READING PASSAGE
»»
Figures are showing that young children do not seem to be particularly badly affected by the virus, which they say is peculiar considering their susceptibility to flu, but it is not clear why.
What have genetic tests revealed about the virus?
Scientists in China have recorded the genetic sequences of around 19 strains of the virus and released them to experts working around the world.
This allows others to study them, develop tests and potentially look into treating the illness they cause.
Examinations have revealed the coronavirus did not change much – changing is known as mutating – much during the early stages of its spread.
However, the director-general of China’s Center for Disease Control and Prevention, Gao Fu, said the virus was mutating and adapting as it spread through people.
This means efforts to study the virus and to potentially control it may be made extra difficult because the virus might look different every time scientists analyse it.
More study may be able to reveal whether the virus first infected a small number of people then change and spread from them, or whether there were various versions of the virus coming from animals which have developed separately.
How dangerous is the virus?
The virus has a death rate of around two per cent. This is a similar death rate to the Spanish Flu outbreak which, in 1918, went on to kill around 50million people.
Experts have been conflicted since the beginning of the outbreak about whether the true number of people who are infected is significantly higher than the official numbers of recorded cases. Some people are expected to have such mild symptoms that they never even realise they are ill unless they’re tested, so only the more serious cases get discovered, making the death toll seem higher than it really is.
However, an investigation into government surveillance in China said it had found no reason to believe this was true.
««
THE DATA
»»
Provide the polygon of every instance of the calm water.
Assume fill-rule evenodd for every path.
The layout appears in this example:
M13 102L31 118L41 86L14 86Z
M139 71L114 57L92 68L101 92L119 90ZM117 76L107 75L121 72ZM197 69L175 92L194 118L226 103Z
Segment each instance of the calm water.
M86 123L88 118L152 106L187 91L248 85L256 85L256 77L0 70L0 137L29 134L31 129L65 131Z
««
Return everything from "Examinations have revealed" down to "around 50million people." in the coronavirus passage above, copied word for word.

EXERCISE ANSWER
Examinations have revealed the coronavirus did not change much – changing is known as mutating – much during the early stages of its spread.
However, the director-general of China’s Center for Disease Control and Prevention, Gao Fu, said the virus was mutating and adapting as it spread through people.
This means efforts to study the virus and to potentially control it may be made extra difficult because the virus might look different every time scientists analyse it.
More study may be able to reveal whether the virus first infected a small number of people then change and spread from them, or whether there were various versions of the virus coming from animals which have developed separately.
How dangerous is the virus?
The virus has a death rate of around two per cent. This is a similar death rate to the Spanish Flu outbreak which, in 1918, went on to kill around 50million people.